■ GIVEN EXERCISE 1: Tally how many lines of the listing contain the string "bare", treating uppercase and lowercase as distinct, and give only that number.

■ SELECTED PASSAGE:
┄┄┄┄┄┄

I've said before that my usual mode of feminism is to wander blithely about doing whatever it is I feel like doing, happily oblivious to factors that are supposed to be oppressing me into not doing said thing. I won't claim it's the best mode in the world, but it works for me.
So apparently one of the things I've been oblivious to is a perception that F&SF (The Magazine of Fantasy and Science Fiction, for those not eyeball-deep in the field's jargon) is unfriendly to women writers and/or readers. As in, they publish substantially more men than women (a verifiable statistical fact), and perhaps publish fiction of a more "masculine" type (an evaluation that's being vigorously debated in many places). This all came to my attention through a pair of posts by Charlie Finlay.
The chain goes thusly: Fewer women send stories to F&SF than men. Fewer women are published in F&SF than men. (Side tangent on the chain: this may mean fewer women read F&SF than men.) This creates a perception that F&SF is not friendly to women. Therefore, fewer women send stories to F&SF than men.
Watch it go round and round.
Charlie's suggestion to fix this is to schedule a day (August 18th) for a hundred women to send stories to F&SF. I haven't waded through the morass of responses to his suggestion, but I did make a comment I decided I wanted to elaborate here, namely, that I have no particular interest in participating. Why? Because I send to F&SF all the time anyway. I have no fewer than thirty-four rejection half-sheets from them (some from JJA, some from GVG), and I'm expecting my thirty-fifth any day now. Some women may have given up on subbing there due to a perception that they aren't welcome, but I'm not one of them. I could send in a story that day, but I don't really see that it would constitute much of a message.
I'd be more interested if the campaign was to get a hundred women who have given up on sending stories there, or who never tried at all, to send something in. Reportedly both John and Gordon have said they would like to publish more women, but they don't get enough subs from them. Provided they're telling the truth (and I'm happy to grant them the benefit of that doubt), then we don't need to be sending a message to F&SF. We need to be sending a message to the women who are avoiding it. (And, perhaps, F&SF needs to send out a message of its own -- but that isn't in my control.) Bombarding F&SF, not with women as a blanket category, but with voices they haven't been hearing, strikes me as a more meaningful response to the situation.
One way or another, once "Selection" comes home, I'll be polishing something up and adding to their slush pile once again. If I've felt unwelcome there (i.e. those thirty-four rejections), I've attributed it to my lack of writing skill, not my gender.

┄┄┄┄┄┄

■ DATASET EXCERPTS:
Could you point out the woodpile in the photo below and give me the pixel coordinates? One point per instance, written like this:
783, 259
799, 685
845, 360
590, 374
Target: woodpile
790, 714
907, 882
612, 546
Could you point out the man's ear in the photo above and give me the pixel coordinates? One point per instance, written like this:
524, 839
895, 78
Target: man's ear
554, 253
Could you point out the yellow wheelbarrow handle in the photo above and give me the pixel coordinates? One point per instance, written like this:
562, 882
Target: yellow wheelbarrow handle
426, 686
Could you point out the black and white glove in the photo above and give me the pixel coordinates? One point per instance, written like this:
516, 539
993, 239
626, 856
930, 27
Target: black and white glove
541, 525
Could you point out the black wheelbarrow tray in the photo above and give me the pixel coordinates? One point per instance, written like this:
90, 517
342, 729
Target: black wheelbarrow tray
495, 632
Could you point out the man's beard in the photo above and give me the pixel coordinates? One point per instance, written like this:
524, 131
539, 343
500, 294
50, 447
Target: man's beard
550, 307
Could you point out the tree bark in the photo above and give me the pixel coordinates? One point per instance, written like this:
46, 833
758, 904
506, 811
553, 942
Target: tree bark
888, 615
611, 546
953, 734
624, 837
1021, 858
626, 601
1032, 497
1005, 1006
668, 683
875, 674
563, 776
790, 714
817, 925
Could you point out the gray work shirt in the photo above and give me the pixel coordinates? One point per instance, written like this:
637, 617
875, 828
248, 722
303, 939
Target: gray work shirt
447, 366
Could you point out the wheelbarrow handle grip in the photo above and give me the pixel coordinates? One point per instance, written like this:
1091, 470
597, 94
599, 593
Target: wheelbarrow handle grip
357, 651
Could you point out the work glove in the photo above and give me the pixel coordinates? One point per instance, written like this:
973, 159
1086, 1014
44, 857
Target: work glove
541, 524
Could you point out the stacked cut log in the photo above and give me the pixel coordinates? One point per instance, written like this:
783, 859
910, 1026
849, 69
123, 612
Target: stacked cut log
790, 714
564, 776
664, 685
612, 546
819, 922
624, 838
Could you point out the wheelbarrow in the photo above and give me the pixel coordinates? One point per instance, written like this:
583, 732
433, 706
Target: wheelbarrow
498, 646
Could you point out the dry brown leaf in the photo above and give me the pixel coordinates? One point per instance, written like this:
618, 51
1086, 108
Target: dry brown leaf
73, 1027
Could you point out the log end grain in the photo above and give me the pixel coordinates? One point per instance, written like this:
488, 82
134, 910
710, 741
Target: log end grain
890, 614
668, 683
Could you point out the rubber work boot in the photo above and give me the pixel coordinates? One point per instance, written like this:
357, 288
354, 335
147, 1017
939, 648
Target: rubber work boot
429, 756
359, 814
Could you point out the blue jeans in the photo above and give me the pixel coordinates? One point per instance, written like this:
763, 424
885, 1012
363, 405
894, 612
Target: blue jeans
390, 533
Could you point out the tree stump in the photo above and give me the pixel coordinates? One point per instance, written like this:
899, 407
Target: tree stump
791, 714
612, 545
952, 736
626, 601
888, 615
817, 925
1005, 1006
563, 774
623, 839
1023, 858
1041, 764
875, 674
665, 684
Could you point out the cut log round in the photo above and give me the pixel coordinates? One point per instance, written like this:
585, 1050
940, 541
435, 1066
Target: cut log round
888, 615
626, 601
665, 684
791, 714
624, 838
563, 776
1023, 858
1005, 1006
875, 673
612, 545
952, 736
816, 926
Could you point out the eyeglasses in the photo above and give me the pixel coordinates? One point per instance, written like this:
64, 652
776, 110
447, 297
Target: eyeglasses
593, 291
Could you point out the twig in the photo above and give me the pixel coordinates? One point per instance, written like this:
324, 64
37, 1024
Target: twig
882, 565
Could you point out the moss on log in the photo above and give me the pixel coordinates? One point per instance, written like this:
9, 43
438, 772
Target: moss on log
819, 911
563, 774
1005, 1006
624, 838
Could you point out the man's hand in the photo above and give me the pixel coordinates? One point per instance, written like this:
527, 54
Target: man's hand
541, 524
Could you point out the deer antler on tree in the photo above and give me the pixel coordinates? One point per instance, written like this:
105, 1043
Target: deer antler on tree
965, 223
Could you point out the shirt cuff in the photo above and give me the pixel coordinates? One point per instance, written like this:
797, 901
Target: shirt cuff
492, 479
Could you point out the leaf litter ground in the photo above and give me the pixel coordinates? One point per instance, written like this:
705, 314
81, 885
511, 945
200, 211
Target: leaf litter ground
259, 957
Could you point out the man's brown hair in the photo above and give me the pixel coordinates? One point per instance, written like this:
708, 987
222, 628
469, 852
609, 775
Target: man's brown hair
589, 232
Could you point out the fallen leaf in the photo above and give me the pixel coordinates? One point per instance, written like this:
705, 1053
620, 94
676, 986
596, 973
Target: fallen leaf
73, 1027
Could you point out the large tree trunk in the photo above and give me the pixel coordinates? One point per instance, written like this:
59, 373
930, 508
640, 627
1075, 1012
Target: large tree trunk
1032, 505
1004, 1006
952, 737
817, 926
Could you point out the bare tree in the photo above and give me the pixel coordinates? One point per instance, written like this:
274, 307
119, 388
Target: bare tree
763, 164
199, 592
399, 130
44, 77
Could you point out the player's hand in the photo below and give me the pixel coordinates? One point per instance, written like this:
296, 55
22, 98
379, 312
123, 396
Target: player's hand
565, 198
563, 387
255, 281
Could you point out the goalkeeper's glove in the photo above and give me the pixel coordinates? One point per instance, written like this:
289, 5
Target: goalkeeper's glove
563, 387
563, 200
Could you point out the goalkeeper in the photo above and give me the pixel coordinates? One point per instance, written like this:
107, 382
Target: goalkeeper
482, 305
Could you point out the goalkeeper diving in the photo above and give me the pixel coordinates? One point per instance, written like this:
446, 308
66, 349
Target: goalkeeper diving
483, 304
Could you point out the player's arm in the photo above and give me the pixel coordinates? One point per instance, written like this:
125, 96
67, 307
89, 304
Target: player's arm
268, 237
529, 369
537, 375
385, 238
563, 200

┄┄┄┄┄┄

■ GIVEN EXERCISE 2: Reproduce the passage about F&SF between "I've said before" and "works for me.", inclusive, swapping "blithely" for "cheerfully".

■ WORKED SOLUTION 1: 2

■ WORKED SOLUTION 2:
I've said before that my usual mode of feminism is to wander cheerfully about doing whatever it is I feel like doing, happily oblivious to factors that are supposed to be oppressing me into not doing said thing. I won't claim it's the best mode in the world, but it works for me.